Istruzioni da seguire
Nel testo sulle note di credito IVA, trova tutte le parentesi tonde. Scrivi quello che c'è dentro ognuna, una per riga, nell'ordine in cui compaiono.

Blocco di testo
■ ■ ■ ■ ■
Un trattamento “speciale”, invece, per il caso in cui il contribuente si avvalga di uno strumento di gestione/regolazione della crisi, è previsto per le note di variazione in diminuzione dell'imponibile e/o del tributo (note di credito).
In origine, sin dal 1997 (v. art. 13-bis, comma 1, d.l. n. 79/1997), le note di credito IVA in ambito di procedure concorsuali e/o di strumenti di gestione della crisi sono state disciplinate dall'art. 26, comma 2, D.P.R. n. 633/1972, nei termini che seguono.
In caso di mancato pagamento, in tutto o in parte, del corrispettivo relativo ad un'operazione fatturata, in conseguenza di:
assoggettamento del contribuente a procedure concorsuali (ed anche a procedure esecutive individuali)
■ ■ ■ ■ ■
Estratti di dati

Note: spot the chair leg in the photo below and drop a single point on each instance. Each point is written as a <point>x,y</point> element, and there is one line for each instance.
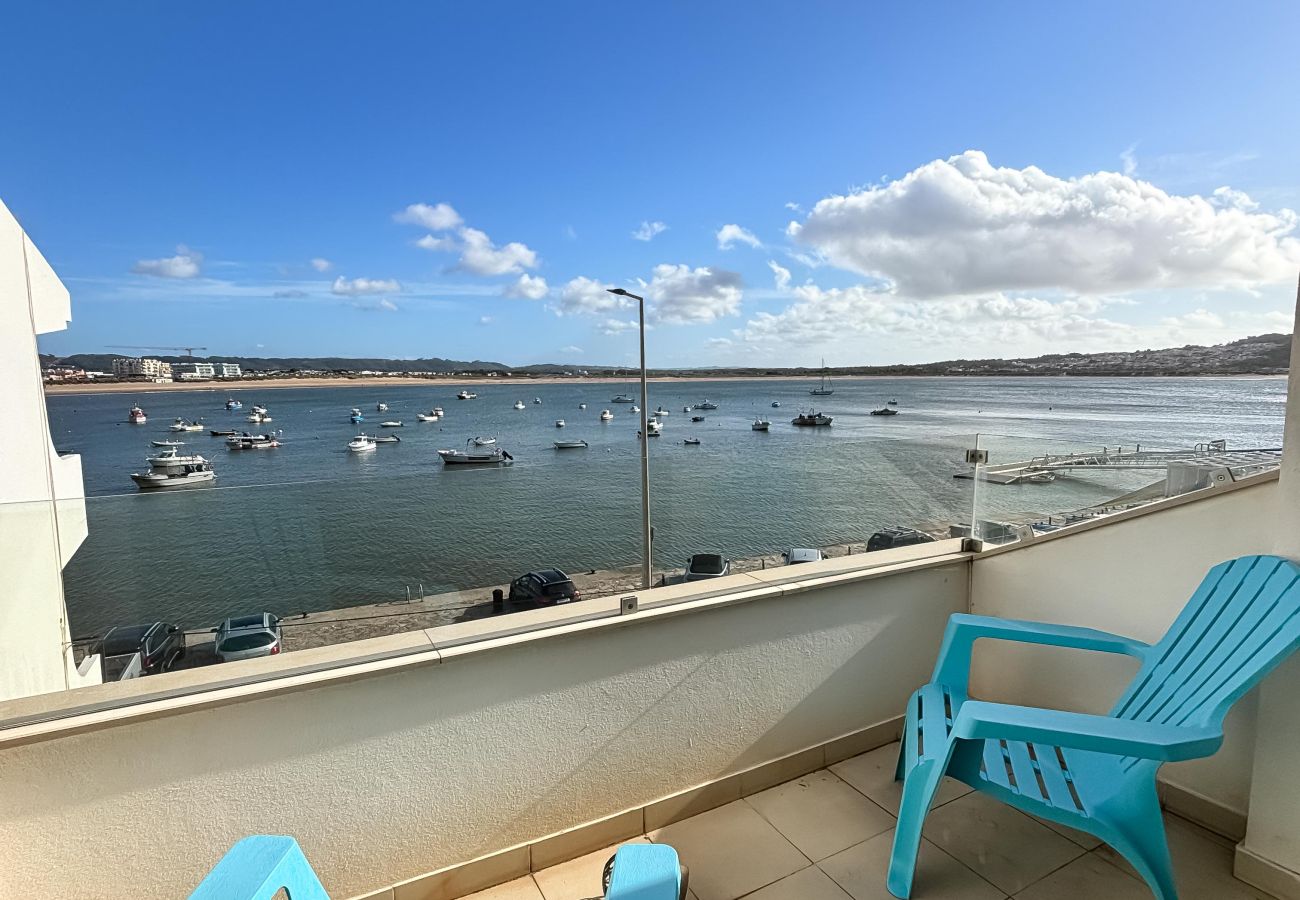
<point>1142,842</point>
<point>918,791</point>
■ ■ ■ ■ ■
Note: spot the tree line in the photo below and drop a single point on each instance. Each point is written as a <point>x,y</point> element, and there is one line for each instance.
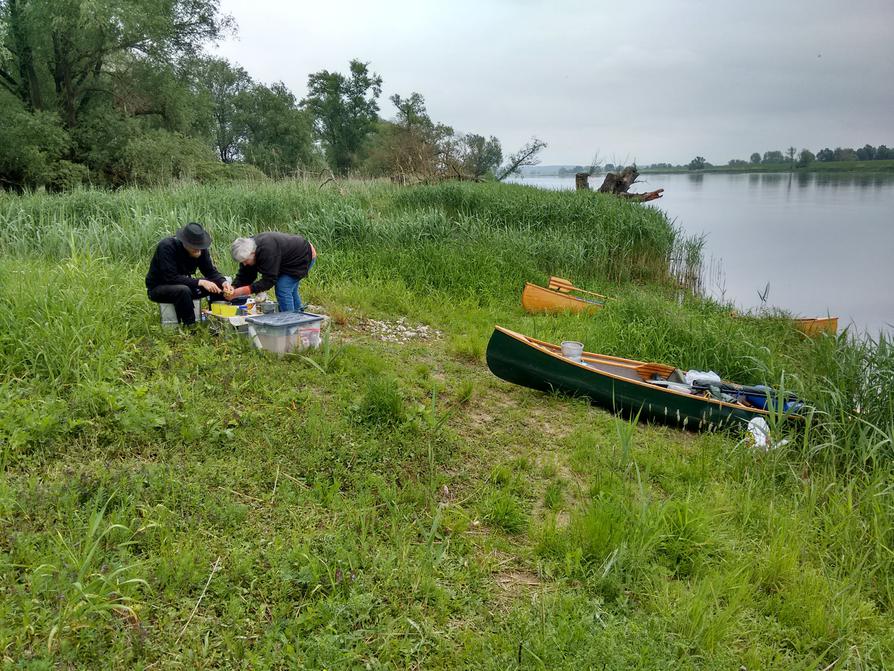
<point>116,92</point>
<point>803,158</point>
■ ■ ■ ■ ■
Risposta all'esercizio
note di credito
v. art. 13-bis, comma 1, d.l. n. 79/1997
ed anche a procedure esecutive individuali